## BEGIN

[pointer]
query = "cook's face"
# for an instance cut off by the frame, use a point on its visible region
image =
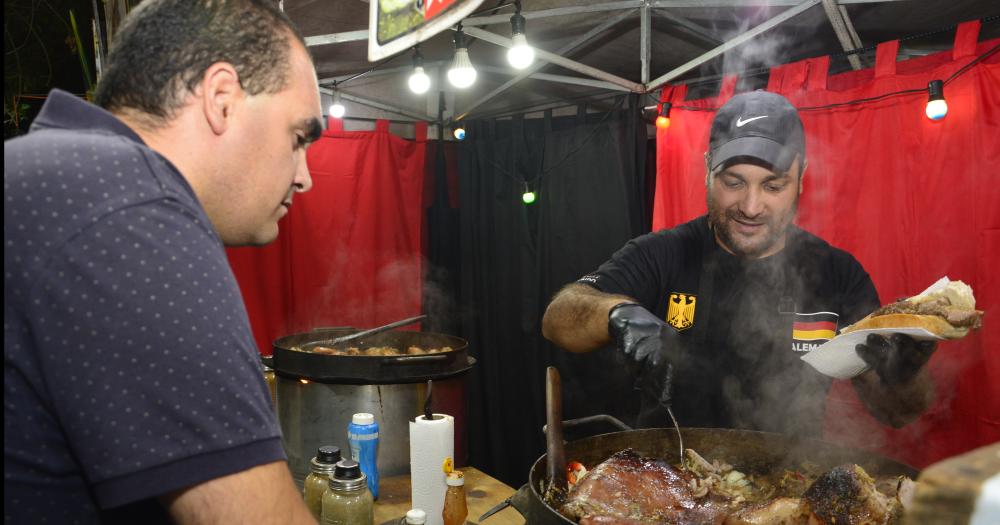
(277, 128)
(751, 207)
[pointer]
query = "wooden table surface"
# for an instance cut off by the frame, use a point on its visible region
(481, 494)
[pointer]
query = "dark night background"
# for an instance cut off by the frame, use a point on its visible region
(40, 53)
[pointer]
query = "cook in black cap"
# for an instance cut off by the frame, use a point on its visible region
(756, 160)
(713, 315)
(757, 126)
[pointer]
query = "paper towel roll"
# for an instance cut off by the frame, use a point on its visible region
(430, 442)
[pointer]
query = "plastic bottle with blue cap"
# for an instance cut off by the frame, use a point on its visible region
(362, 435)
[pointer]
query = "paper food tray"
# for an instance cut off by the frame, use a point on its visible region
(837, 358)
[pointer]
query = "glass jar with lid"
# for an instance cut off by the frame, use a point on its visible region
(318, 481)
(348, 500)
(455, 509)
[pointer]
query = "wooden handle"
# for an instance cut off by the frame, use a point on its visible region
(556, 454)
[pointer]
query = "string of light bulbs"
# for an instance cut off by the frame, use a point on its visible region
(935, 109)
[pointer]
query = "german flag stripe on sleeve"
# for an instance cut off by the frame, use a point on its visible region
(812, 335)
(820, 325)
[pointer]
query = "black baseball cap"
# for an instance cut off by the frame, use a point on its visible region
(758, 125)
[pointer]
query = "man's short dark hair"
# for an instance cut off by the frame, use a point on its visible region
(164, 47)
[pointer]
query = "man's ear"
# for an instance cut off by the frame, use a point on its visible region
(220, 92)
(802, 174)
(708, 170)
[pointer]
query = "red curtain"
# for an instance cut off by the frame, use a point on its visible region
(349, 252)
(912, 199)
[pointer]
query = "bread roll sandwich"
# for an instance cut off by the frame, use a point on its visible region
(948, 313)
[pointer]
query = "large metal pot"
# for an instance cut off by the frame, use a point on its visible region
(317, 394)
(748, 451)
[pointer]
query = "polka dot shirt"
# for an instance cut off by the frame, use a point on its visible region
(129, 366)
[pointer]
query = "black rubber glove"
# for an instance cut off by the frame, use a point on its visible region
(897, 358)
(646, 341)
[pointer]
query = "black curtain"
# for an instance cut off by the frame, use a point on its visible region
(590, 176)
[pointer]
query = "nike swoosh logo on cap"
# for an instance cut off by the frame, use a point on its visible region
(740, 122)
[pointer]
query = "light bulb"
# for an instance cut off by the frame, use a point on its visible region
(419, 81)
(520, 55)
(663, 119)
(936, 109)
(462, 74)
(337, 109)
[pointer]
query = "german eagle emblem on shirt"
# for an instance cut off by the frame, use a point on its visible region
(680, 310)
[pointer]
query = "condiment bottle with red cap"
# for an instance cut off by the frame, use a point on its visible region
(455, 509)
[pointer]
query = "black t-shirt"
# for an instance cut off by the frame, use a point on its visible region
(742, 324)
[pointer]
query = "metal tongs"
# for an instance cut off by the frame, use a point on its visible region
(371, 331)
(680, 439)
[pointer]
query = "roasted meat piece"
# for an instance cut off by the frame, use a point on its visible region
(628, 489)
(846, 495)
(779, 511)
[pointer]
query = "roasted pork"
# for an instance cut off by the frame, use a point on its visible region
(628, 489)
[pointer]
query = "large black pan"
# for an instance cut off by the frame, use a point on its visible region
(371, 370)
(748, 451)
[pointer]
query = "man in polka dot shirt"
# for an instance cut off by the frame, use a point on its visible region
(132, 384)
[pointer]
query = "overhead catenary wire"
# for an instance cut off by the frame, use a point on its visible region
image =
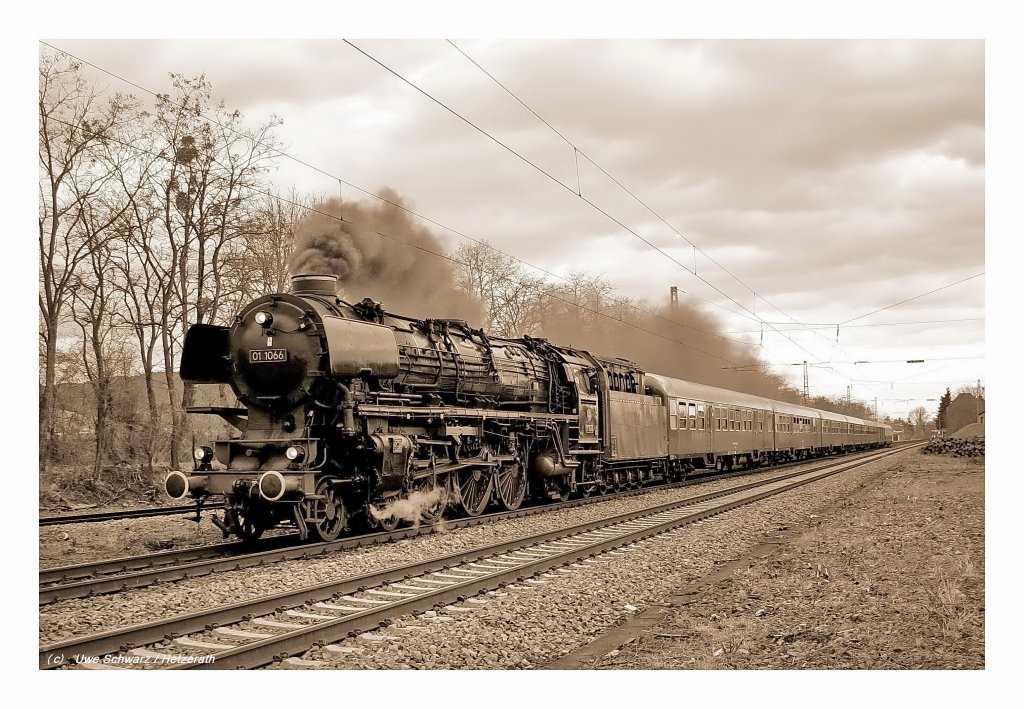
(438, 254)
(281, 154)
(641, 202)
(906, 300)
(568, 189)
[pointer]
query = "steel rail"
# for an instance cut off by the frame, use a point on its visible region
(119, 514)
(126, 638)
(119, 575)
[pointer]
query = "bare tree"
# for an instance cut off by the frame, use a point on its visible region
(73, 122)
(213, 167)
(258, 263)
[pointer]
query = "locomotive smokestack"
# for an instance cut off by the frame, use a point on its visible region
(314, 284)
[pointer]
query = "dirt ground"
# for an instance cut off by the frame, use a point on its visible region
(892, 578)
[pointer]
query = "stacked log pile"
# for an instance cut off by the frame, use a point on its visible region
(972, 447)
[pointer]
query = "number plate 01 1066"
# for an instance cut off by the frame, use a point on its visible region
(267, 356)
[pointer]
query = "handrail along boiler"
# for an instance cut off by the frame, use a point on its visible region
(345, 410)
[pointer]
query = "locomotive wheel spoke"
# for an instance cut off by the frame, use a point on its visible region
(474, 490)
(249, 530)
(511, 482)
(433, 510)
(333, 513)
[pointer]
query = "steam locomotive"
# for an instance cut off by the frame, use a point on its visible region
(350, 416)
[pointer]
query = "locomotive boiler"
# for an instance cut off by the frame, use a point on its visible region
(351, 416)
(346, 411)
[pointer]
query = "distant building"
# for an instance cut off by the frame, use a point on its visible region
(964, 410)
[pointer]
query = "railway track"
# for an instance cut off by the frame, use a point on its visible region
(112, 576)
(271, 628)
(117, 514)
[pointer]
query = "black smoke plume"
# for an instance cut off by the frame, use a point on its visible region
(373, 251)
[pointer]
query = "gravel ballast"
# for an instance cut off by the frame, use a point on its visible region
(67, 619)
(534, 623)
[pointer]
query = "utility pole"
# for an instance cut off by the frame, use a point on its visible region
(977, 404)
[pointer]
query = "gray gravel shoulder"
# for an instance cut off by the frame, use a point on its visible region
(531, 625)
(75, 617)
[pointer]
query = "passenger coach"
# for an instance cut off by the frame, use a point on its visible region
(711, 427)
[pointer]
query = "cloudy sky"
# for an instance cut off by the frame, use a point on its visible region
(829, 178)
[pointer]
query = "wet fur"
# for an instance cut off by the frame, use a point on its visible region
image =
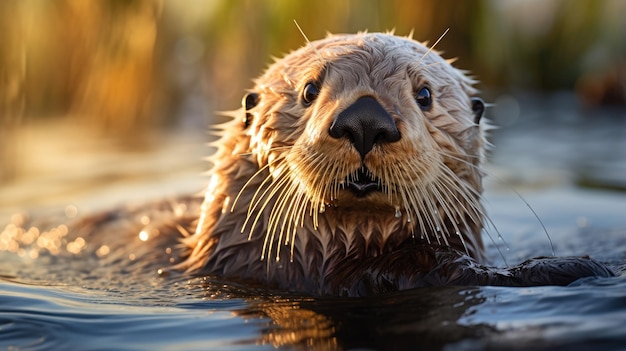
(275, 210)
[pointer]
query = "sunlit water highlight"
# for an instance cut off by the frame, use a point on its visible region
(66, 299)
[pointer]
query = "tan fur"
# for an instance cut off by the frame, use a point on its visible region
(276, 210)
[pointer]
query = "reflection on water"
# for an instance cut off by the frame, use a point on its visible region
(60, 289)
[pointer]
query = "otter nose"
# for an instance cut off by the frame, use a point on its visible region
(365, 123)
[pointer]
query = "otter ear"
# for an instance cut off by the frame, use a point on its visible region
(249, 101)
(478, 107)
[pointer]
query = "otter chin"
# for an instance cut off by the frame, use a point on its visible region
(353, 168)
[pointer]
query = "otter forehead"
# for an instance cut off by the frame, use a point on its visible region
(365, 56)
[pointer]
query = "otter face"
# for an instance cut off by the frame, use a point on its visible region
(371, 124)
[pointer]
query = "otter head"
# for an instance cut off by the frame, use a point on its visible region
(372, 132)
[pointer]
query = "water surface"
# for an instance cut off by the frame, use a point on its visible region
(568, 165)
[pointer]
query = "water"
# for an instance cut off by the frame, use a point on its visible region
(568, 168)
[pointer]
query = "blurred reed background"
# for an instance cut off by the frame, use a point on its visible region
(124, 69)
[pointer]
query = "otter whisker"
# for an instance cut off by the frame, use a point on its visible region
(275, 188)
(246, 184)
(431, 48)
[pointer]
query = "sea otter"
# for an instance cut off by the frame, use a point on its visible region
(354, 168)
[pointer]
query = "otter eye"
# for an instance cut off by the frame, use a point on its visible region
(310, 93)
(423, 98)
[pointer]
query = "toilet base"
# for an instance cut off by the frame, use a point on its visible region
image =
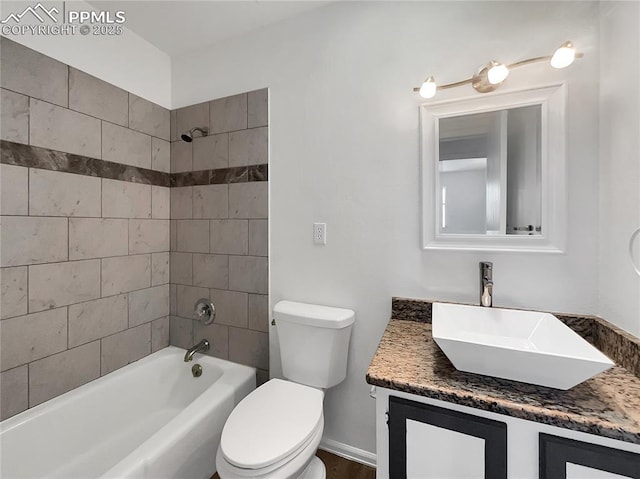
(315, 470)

## END

**WHAT TO WORK ON:** Copy the data word for word. Pictures do not go in the copy.

**CORRECT OUTPUT:**
[pointer]
query = "cook's face"
# for an instance cut off by the frame, use a point on its visible region
image =
(277, 128)
(751, 207)
[pointer]
query = "wooden table surface"
# for an instance cut off by the frame, use a point on its visible region
(481, 494)
[pointer]
query = "dark night background"
# for an instance cut off by the frame, use a point on its visible region
(40, 53)
[pointer]
query = "cook in black cap"
# for an instance cut off by the frame, use a point on its visible region
(756, 160)
(713, 315)
(757, 126)
[pointer]
query = "paper towel roll"
# for an instance cut off by the frame, use a point on its visible region
(430, 442)
[pointer]
query = "plastic bottle with blue cap"
# for an instance cut off by the frame, use a point on its visible region
(362, 435)
[pointer]
query = "paper food tray"
# for an instance cut off by the frame, use a point on its visible region
(837, 358)
[pointer]
query = "glass jar with lid"
# for an instance cut off by the frame, use a point on its visible region
(318, 481)
(348, 500)
(455, 509)
[pointer]
query = "wooden handle"
# for an instance cut off by the frame, use a point on its visible region
(556, 454)
[pointer]
query = "string of light bulbs"
# for an instance cut off by the frame, use a point on its visible region
(935, 109)
[pointer]
query = "german flag stripe on sleeve"
# for an instance cut off by the frame, use a point on its visible region
(812, 335)
(820, 325)
[pointer]
query = "black baseball cap"
# for an instance cut off by the frame, use a point on its visible region
(758, 125)
[pointer]
query = "man's short dark hair"
# for an instance cut off by the frame, use a point on its visible region
(164, 47)
[pointer]
query = "man's ear"
# for an instance cut off by the frame, use a point on its visible region
(220, 92)
(802, 174)
(708, 170)
[pointer]
query = "red curtain"
# for an instance cut off by the frame, use a point on its visible region
(349, 252)
(912, 199)
[pointer]
query = "bread roll sandwich"
# for an instance cut off by the frame, use a point on its visible region
(948, 313)
[pointer]
query = "large metal pot"
# for an instance cut off by the frame, use a point on its visible region
(317, 394)
(748, 451)
[pointer]
query = "polka dot shirt"
# for an instance cut off by the frame, use a point on its visible region
(129, 366)
[pointer]
query = "black rubber glove"
# for an instance cut off by the frame, use a point on its visible region
(897, 358)
(646, 341)
[pointer]
query = "black curtain"
# for an instance cut off by the frame, use a point on its visible region
(590, 176)
[pointer]
query = "nike swoosh logo on cap"
# for an instance cut off by the frame, use a point on its visible region
(740, 122)
[pointer]
query = "light bulb"
# for an instance cut off by the frame, use a point on its visible region
(419, 81)
(520, 55)
(663, 119)
(936, 109)
(462, 74)
(337, 109)
[pointer]
query = "german eagle emblem on shirt"
# for an instance cut off by the frame, use a point on its visible region
(680, 310)
[pointer]
query = "condiment bottle with red cap"
# for an instance cut off by the frame, use a point on its visible region
(455, 509)
[pointer]
query = "black t-shirt"
# for an instance cut off by the frame, use a point on its visible region
(742, 324)
[pointer]
query = "metal tongs"
# for an instance cut off by the frame, use a point on its visible region
(371, 331)
(680, 439)
[pointer]
query = "roasted meat piece"
# for an instance cut off by the frame, use a point on its visible region
(628, 489)
(846, 495)
(779, 511)
[pointer]
query = "roasted pork"
# for an instance cut off by the frame, use a point on its visible region
(628, 489)
[pointer]
query = "large black pan"
# for an instance cut off by the frame, use a point on its visible region
(371, 370)
(748, 451)
[pointer]
query = "man in polka dot shirt"
# for an instance cut off by the frame, use a point on its visible region
(132, 384)
[pointer]
query = "overhead catenary wire"
# for an instance cut off by the frame, use a point on its visible region
image =
(438, 254)
(281, 154)
(641, 202)
(906, 300)
(568, 189)
[pointer]
query = "steel rail"
# for an instance cut off by the frame, use a point on its visible region
(119, 514)
(126, 638)
(119, 575)
[pointer]
query = "bare tree"
# for an instance cut off by the frame, use a point on its visible region
(73, 122)
(213, 167)
(258, 263)
[pointer]
query = "locomotive smokestack"
# for an instance cut off by the frame, use a point on its visible region
(314, 284)
[pointer]
query = "dirt ground"
# for an instance cut off by the frame, use a point on its visible region
(892, 578)
[pointer]
query = "stacked log pile"
# for an instance cut off by the frame, use a point on its visible region
(972, 447)
[pointer]
query = "number plate 01 1066"
# for an instance cut off by the frame, use a point on its visible region
(267, 356)
[pointer]
query = "handrail along boiler"
# for an instance cut off by the frame, use a point on its visible region
(345, 410)
[pointer]
query = "locomotive wheel spoke"
# for an instance cut off by the frame, use a point on its visible region
(474, 490)
(249, 530)
(511, 482)
(433, 510)
(333, 513)
[pointer]
query = "steam locomotive"
# for an instance cut off by the frame, use a point on its visible region
(350, 416)
[pointer]
query = "locomotive boiler"
# for an instance cut off by the frame, use a point on its visible region
(351, 416)
(346, 411)
[pointer]
query = "distant building"
# for an instance cut off by the frame, use a point on its visible region
(964, 410)
[pointer]
query = "railway track"
# for an instance cut off by the frame, use a point on its visible region
(112, 576)
(271, 628)
(117, 514)
[pointer]
query = "black smoke plume"
# for an instance cut off by the frame, use a point on its visible region
(373, 251)
[pointer]
query = "gravel ballast"
# for an instance cut off by the frame, use a point on its visible region
(67, 619)
(534, 623)
[pointer]
query = "utility pole"
# for an instance cut off by the frame, use a point on its visible region
(977, 404)
[pointer]
query = "gray gravel shoulder"
# for an instance cut off by the frame, use a point on its visible region
(531, 625)
(75, 617)
[pointer]
query = "passenger coach"
# for an instance cut off by the frame, use a point on its visible region
(711, 427)
[pointer]
query = "cloudy sky"
# for an instance cut off by the frame, use a point on its visible region
(829, 178)
[pointer]
query = "wet fur"
# for an instance cut off by the frame, use a point on its visible region
image =
(275, 210)
[pointer]
query = "sunlit water highlight"
# for an instance cut off by the frame, use a point on its visible region
(66, 299)
[pointer]
query = "tan fur"
# for an instance cut off by the frame, use a point on its visible region
(276, 210)
[pointer]
query = "reflection on water"
# for an instance cut off by the frame, use a point on its visible region
(60, 289)
[pointer]
query = "otter nose"
# for an instance cut off by the frame, use a point on its visible region
(365, 123)
[pointer]
query = "otter ear"
# for an instance cut off by the frame, use a point on its visible region
(249, 101)
(478, 107)
[pointer]
query = "otter chin"
# for an instance cut off by the frame, use a point on its visible region
(353, 168)
[pointer]
query = "otter forehead"
# for an instance cut off by the frame, use a point on its visible region
(365, 56)
[pointer]
query = "otter face"
# for an instance cut off by the frame, use a point on its visible region
(371, 124)
[pointer]
query = "otter head"
# for an instance cut off by the frame, use a point on its visible region
(372, 132)
[pointer]
query = "water surface"
# for an instance cut off by the frame, use a point on its visible region
(568, 165)
[pointer]
query = "water"
# for an instance cut off by the frame, use a point on its visible region
(568, 168)
[pointer]
query = "blurred reed background"
# for an instance cut off by the frame, use a point on its visible region
(124, 69)
[pointer]
query = "otter whisker"
# for an instance cut off by the frame, use a point on its visible region
(275, 188)
(246, 184)
(431, 48)
[pointer]
query = "sea otter"
# for an instance cut off by the frame, use a point on its visible region
(354, 168)
[pointer]
query = "otter eye"
# for an instance cut off by the frame, use a point on its visible region
(310, 93)
(423, 98)
[pointer]
query = "toilet base"
# for an instance cut off by the frame, use a point on its visible region
image =
(315, 470)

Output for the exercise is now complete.